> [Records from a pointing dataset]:
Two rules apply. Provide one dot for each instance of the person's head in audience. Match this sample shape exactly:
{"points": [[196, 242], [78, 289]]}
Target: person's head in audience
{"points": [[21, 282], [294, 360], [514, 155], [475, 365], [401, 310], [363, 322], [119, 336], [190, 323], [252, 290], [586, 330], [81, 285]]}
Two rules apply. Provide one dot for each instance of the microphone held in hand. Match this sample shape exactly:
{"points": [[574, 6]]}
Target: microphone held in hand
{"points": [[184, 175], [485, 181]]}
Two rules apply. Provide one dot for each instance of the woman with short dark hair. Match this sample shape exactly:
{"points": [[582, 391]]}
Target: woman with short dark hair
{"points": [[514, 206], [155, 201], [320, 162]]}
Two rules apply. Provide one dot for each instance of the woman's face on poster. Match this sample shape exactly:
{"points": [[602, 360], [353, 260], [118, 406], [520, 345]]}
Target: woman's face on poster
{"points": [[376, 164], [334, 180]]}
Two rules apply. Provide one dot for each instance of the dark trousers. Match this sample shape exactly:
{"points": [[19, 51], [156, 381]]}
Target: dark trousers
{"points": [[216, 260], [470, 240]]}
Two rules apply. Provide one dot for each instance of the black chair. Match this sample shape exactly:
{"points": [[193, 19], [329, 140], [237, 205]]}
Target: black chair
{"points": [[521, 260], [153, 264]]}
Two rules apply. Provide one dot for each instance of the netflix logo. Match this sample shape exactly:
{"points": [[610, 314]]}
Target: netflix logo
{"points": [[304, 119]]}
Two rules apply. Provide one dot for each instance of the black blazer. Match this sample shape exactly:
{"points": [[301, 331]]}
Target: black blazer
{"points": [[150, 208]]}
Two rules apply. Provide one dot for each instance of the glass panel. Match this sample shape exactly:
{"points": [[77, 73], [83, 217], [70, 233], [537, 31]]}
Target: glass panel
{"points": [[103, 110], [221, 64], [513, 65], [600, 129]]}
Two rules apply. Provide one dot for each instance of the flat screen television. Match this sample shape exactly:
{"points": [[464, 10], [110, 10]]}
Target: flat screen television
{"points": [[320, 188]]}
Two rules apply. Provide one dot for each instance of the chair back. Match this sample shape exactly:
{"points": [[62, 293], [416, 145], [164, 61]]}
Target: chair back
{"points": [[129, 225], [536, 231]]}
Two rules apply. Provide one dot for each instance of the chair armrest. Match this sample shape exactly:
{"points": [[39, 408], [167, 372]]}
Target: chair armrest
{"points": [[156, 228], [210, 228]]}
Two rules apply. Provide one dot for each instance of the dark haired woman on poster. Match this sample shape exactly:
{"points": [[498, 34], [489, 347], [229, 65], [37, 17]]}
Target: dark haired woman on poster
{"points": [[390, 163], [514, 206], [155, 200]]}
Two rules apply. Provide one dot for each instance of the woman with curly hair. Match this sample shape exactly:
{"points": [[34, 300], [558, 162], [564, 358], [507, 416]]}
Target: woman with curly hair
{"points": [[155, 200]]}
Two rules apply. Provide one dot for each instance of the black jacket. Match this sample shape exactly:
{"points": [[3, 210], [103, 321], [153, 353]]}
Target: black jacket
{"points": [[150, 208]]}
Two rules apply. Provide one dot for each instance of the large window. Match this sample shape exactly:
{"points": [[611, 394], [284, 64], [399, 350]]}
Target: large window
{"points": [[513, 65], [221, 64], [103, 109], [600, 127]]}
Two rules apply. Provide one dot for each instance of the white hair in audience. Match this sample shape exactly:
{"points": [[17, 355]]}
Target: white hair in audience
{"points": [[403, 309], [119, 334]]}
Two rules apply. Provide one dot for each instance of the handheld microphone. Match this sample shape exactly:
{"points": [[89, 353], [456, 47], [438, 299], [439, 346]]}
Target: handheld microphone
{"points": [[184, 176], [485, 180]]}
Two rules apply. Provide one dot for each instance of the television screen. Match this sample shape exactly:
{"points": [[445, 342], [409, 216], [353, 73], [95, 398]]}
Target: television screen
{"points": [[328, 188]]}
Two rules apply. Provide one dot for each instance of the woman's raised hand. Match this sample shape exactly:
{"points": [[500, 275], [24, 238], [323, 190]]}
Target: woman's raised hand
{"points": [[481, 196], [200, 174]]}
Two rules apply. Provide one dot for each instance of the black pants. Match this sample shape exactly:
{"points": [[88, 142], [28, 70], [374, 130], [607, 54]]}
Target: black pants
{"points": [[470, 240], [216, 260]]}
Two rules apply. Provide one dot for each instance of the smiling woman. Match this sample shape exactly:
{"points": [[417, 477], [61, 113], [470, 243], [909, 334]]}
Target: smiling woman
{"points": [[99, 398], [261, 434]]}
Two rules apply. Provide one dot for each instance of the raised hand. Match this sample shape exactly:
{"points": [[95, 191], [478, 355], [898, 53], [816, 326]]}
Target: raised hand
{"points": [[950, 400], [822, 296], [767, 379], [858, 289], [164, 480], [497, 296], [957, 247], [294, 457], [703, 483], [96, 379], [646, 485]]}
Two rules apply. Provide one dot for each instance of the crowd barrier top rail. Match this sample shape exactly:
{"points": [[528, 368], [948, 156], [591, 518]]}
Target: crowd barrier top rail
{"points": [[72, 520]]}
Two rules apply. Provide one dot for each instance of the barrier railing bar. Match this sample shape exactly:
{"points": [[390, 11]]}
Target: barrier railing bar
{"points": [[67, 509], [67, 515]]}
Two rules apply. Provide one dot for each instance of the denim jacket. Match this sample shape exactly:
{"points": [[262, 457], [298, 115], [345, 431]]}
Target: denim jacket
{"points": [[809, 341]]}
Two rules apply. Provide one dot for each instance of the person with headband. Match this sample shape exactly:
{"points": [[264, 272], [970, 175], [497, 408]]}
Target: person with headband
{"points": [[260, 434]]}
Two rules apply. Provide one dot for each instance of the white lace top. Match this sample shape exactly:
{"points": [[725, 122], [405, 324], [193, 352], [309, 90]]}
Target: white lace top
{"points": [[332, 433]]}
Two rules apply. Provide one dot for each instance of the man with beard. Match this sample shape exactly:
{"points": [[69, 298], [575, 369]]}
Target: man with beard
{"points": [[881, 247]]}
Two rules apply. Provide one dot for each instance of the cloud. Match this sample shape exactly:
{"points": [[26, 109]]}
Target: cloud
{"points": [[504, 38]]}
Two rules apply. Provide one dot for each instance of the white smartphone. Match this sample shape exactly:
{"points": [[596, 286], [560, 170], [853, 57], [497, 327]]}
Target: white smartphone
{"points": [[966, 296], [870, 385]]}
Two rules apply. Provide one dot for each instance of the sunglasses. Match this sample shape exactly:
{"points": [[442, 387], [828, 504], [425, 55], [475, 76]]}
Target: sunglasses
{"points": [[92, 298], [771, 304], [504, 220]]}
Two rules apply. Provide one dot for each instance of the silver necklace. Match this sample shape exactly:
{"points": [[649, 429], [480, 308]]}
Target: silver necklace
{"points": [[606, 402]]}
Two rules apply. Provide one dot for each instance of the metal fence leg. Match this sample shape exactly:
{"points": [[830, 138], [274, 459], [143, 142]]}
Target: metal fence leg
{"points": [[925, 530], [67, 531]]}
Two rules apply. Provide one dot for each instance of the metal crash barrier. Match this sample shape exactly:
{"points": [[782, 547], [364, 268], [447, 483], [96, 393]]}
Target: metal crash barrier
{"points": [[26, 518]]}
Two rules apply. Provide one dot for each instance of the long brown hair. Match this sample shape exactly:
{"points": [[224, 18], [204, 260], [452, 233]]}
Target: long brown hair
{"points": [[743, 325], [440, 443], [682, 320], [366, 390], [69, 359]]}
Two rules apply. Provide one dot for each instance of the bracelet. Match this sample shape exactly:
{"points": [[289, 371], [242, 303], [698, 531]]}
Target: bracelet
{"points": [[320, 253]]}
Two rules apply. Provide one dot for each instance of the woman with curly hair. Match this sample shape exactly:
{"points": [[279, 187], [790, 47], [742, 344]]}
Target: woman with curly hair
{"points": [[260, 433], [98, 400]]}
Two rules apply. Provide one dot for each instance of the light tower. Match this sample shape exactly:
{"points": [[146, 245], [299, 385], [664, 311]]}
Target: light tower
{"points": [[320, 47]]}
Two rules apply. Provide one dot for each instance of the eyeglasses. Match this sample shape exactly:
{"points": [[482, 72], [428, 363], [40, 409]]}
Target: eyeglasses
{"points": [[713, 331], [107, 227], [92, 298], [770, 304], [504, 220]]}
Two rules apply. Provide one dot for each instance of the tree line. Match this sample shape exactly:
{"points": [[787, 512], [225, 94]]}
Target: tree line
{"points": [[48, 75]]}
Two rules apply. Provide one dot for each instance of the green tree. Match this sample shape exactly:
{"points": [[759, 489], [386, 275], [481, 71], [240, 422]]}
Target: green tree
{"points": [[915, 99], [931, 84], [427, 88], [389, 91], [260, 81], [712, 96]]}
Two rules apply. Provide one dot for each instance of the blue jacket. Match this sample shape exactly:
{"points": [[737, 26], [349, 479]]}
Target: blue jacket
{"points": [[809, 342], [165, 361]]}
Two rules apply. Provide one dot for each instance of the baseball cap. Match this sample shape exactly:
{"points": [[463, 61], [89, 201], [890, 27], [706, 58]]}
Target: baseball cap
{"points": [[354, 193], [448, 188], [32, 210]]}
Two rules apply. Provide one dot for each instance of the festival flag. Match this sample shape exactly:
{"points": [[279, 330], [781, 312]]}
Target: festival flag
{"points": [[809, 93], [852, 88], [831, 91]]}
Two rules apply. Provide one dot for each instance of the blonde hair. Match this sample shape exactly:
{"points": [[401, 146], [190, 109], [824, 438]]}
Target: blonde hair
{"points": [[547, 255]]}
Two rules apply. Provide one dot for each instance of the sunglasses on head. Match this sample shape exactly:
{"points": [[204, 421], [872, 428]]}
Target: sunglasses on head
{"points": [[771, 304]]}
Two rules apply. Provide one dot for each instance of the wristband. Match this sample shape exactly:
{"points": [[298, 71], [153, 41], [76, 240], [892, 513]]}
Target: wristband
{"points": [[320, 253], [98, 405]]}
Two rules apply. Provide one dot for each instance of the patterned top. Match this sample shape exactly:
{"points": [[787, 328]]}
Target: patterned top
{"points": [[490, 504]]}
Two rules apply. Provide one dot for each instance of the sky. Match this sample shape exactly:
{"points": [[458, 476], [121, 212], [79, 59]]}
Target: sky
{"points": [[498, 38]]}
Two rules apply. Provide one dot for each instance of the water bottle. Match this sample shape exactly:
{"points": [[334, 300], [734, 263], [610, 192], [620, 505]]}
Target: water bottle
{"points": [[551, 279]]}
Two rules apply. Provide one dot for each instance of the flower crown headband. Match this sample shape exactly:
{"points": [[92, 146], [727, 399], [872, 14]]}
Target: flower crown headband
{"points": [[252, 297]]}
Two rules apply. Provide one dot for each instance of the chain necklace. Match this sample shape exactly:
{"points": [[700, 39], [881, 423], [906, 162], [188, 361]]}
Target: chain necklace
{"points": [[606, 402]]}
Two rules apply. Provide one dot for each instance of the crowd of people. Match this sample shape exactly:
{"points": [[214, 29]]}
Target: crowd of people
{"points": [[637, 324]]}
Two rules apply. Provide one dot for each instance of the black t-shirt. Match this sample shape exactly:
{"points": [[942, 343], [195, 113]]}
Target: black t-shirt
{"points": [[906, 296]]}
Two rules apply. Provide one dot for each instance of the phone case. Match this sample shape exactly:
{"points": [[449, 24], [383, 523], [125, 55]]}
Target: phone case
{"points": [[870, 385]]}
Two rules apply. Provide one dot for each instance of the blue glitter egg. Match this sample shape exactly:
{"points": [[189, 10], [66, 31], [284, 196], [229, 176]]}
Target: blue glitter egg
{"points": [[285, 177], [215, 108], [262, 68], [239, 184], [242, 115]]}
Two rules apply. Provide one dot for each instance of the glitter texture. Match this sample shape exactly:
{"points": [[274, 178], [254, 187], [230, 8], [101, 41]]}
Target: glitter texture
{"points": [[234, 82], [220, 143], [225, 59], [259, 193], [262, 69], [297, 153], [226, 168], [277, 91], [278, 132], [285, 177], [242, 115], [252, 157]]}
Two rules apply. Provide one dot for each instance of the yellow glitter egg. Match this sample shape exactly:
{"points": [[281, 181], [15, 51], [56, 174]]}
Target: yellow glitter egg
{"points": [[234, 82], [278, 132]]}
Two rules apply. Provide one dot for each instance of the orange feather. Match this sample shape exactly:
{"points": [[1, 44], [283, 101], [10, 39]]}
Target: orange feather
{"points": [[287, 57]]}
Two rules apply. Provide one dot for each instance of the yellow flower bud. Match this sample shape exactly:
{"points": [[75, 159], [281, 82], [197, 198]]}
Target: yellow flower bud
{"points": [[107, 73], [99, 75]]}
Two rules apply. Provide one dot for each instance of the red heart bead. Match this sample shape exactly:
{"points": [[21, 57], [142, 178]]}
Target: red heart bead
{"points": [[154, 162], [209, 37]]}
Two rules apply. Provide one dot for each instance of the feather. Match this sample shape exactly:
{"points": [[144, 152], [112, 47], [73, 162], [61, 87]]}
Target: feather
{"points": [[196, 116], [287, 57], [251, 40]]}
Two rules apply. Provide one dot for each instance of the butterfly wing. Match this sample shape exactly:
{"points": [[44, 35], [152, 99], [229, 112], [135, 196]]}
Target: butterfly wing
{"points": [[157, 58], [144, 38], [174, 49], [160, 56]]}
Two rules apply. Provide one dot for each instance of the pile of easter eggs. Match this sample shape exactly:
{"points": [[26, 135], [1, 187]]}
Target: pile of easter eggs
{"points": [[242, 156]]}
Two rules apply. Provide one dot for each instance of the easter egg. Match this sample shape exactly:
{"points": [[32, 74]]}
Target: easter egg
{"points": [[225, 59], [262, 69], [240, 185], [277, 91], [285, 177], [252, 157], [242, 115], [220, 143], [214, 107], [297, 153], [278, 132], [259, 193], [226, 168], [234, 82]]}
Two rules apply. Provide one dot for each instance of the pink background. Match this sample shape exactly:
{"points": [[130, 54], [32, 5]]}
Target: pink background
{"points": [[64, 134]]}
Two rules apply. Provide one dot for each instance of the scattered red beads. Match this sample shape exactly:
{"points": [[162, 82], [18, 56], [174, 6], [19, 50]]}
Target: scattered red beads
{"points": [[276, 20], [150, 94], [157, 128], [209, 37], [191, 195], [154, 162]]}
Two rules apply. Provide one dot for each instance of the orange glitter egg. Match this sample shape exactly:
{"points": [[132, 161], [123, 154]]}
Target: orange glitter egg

> [Work to complete]:
Please present the records as a Markdown table with the columns Row and Record line, giving each line a row number and leaving out blank lines. Begin at the line that contains "the yellow flower" and stop after the final line of the records.

> [Reply to the task]:
| Row | Record line |
|---|---|
| 1 | Two rules apply. Provide one dot for each instance of the yellow flower bud. Match this sample shape exactly: |
| 2 | {"points": [[75, 159], [281, 82], [197, 198]]} |
| 3 | Target: yellow flower bud |
| 4 | {"points": [[107, 73], [99, 75]]} |
| 5 | Two rules apply. Provide one dot for each instance of the red heart bead. Match this sample shape exactly: |
| 6 | {"points": [[21, 57], [142, 178]]} |
| 7 | Target: red heart bead |
| 8 | {"points": [[154, 162], [209, 37]]} |
| 9 | Two rules apply. Provide one dot for each instance of the feather. Match this sample shape exactly: |
| 10 | {"points": [[144, 152], [112, 47], [73, 162], [61, 87]]} |
| 11 | Target: feather |
| 12 | {"points": [[196, 116], [287, 57], [251, 40]]} |
| 13 | Two rules apply. Provide one dot for each instance of the butterfly wing. Match this sample shape exactly: |
| 14 | {"points": [[44, 35], [152, 99], [229, 112], [135, 196]]} |
| 15 | Target: butterfly wing |
| 16 | {"points": [[157, 58], [144, 38], [174, 49], [160, 56]]} |
| 17 | Two rules apply. Provide one dot for each instance of the pile of easter eggs. Match this sample shape exactly: |
| 18 | {"points": [[26, 135], [1, 187]]} |
| 19 | Target: pile of easter eggs |
| 20 | {"points": [[242, 156]]} |
| 21 | Two rules apply. Provide one dot for each instance of the easter egg. Match this sample shape exactly: |
| 22 | {"points": [[32, 74]]} |
| 23 | Target: easter egg |
| 24 | {"points": [[225, 59], [262, 69], [240, 185], [277, 91], [285, 177], [252, 157], [242, 115], [220, 143], [214, 107], [297, 153], [278, 132], [259, 193], [226, 168], [234, 82]]} |
| 25 | Two rules apply. Provide one dot for each instance of the pink background. Match this sample shape exactly: |
| 26 | {"points": [[130, 54], [32, 5]]} |
| 27 | Target: pink background |
| 28 | {"points": [[64, 134]]} |
| 29 | Two rules apply. Provide one dot for each instance of the scattered red beads. Match this sample shape exactly: |
| 30 | {"points": [[162, 82], [18, 56], [174, 6], [19, 50]]} |
| 31 | Target: scattered red beads |
| 32 | {"points": [[276, 20], [150, 94], [157, 128], [209, 37], [191, 195], [154, 162]]} |
| 33 | Two rules apply. Provide one dot for each instance of the orange glitter egg. Match this sample shape exactly: |
| 34 | {"points": [[132, 161], [123, 154]]} |
| 35 | Target: orange glitter egg |